Print the following data line for line, changing nothing.

Data lines:
* * *
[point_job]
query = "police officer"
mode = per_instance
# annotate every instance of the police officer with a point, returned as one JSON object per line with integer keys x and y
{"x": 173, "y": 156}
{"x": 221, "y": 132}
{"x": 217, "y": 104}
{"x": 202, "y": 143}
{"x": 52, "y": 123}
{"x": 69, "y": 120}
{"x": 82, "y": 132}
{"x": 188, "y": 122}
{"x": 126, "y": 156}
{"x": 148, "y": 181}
* * *
Solution to the problem:
[point_job]
query = "police officer"
mode = per_instance
# annotate every instance of the police officer with a point, returned as one JSON object per line with integer keys x and y
{"x": 173, "y": 156}
{"x": 221, "y": 132}
{"x": 217, "y": 104}
{"x": 202, "y": 143}
{"x": 52, "y": 123}
{"x": 69, "y": 120}
{"x": 82, "y": 132}
{"x": 188, "y": 122}
{"x": 126, "y": 156}
{"x": 148, "y": 181}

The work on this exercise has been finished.